Direction A: According to the Yahoo stock passage, when did Yahoo appoint Marissa Mayer to lead the company?

Excerpted passage:
Yahoo (YHOO) has been the perennial under performer in the Internet segment despite having a head start in the 1990s. The company has one of the most popular web portals and gets a huge amount of traffic at its properties like Yahoo Finance, Yahoo Sports etc. The company has also got the 3rd most popular search engine after Google (GOOG) and Microsoft (MSFT) Bing. Despite having such valuable assets, Yahoo has never really managed to realize its potential with the stock price essentially going nowhere in the last 10 years. Yahoo missed a huge opportunity when it declined to accept Microsoft's offer of a buyout at a huge premium at $31/share. Jerry Yang who was the CEO at that point of time let his pride come in the way of money by refusing to sell the company. The company's top management in the past has been one of the worst amongst large cap Internet companies.

However, the most recent CEO Mayer is showing promise. The company is in the early stages of a turnaround and we think it is a good buy at this point. We see little in the way of risk, as the company has great assets which provide a solid floor price for the stock. We think as the technology industry consolidation accelerates, the company will become an attractive acquisition target for one of the technology heavyweights.

Yahoo Positives

  1. Management Change - Yahoo appointed Marissa Mayer from Google to lead the company in July, 2012 and the change in the top echelons of the company is already showing promise. Yahoo always had great assets but the top management was quite bad. The new CEO has placed emphasis on retaining and attracting employees. This is essential since Yahoo has been perceived as a bureaucratic labyrinth, where things did not really get done. With the stock price rising, employees with stock options will have an additional incentive to contribute towards Yahoo's turnaround. Mayer has taken a number of initiatives like overhauling its online services and signing a pact in display ads with Google. The company no longer is the main threat to its earlier rivals like Google and Microsoft. It is using this to its advantage by partnering with both strategically. We have found that the new changes to Yahoo Mail and the Yahoo home page has been received quite well by users.
  2. Tremendous Internet Assets - Yahoo's biggest strengths are its highly popular Internet websites like Yahoo finance, Yahoo mail, Yahoo news, search etc. The company gets a stunning ~700 million users a month, which makes it the 3rd most popular network. Though the company has faced problems in monetizing its traffic (similar to Facebook), the company is trying to increase profits by partnering with other companies and reducing internal costs.

Direction B: Select every line of the listing that contains the word "handwritten", treating uppercase and lowercase letters as distinct.

Photo object pointing listing

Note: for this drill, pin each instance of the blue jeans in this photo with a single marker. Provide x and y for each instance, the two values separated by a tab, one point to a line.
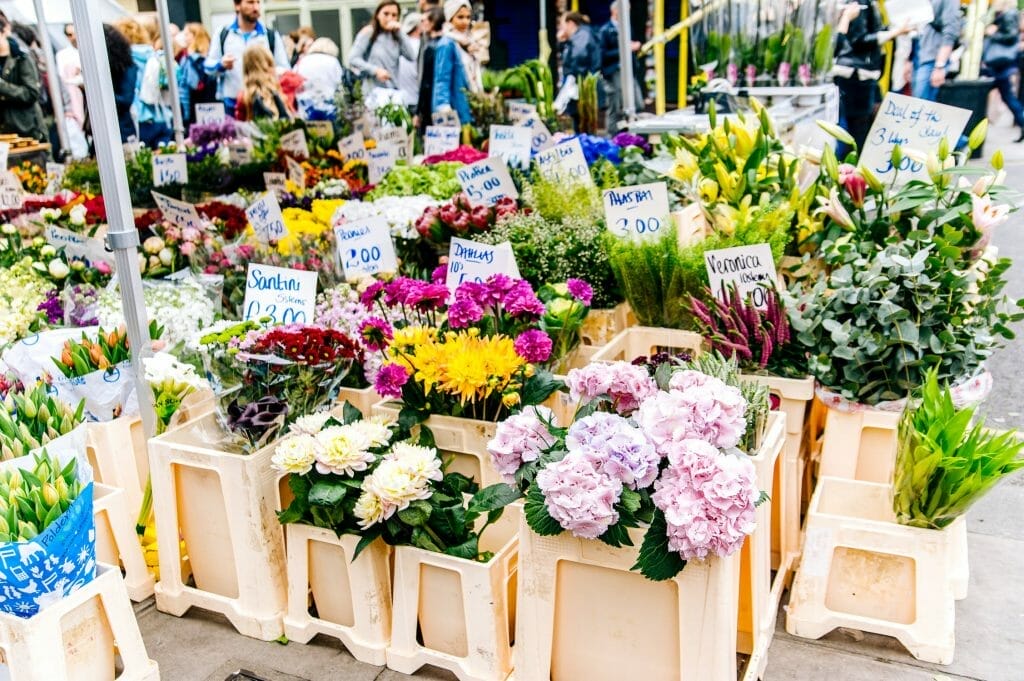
922	86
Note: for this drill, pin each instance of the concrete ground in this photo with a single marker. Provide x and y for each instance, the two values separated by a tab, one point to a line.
202	646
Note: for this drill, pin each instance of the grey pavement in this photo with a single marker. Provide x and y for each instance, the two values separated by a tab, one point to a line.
202	646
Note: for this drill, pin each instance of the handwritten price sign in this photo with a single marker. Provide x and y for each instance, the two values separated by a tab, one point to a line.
485	181
365	248
911	124
512	143
287	296
266	219
471	261
637	212
169	169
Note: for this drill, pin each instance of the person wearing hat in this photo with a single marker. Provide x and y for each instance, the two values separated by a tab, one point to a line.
321	70
452	79
473	52
409	81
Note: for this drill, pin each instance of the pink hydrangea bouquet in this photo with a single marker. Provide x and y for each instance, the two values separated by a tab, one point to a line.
645	450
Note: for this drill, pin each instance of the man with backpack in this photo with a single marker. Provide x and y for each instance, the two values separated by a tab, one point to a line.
225	52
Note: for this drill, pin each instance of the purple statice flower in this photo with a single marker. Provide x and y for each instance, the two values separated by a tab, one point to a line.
390	379
52	307
534	345
520	439
708	499
625	139
372	294
376	334
521	300
580	290
579	495
463	312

Output A: July 2012.

Output B:
Note: for this drill, pin each instance of the handwritten price sign in this photo with a single marker. Provide x and y for each instance, the two values separated by a tab, one point to a line.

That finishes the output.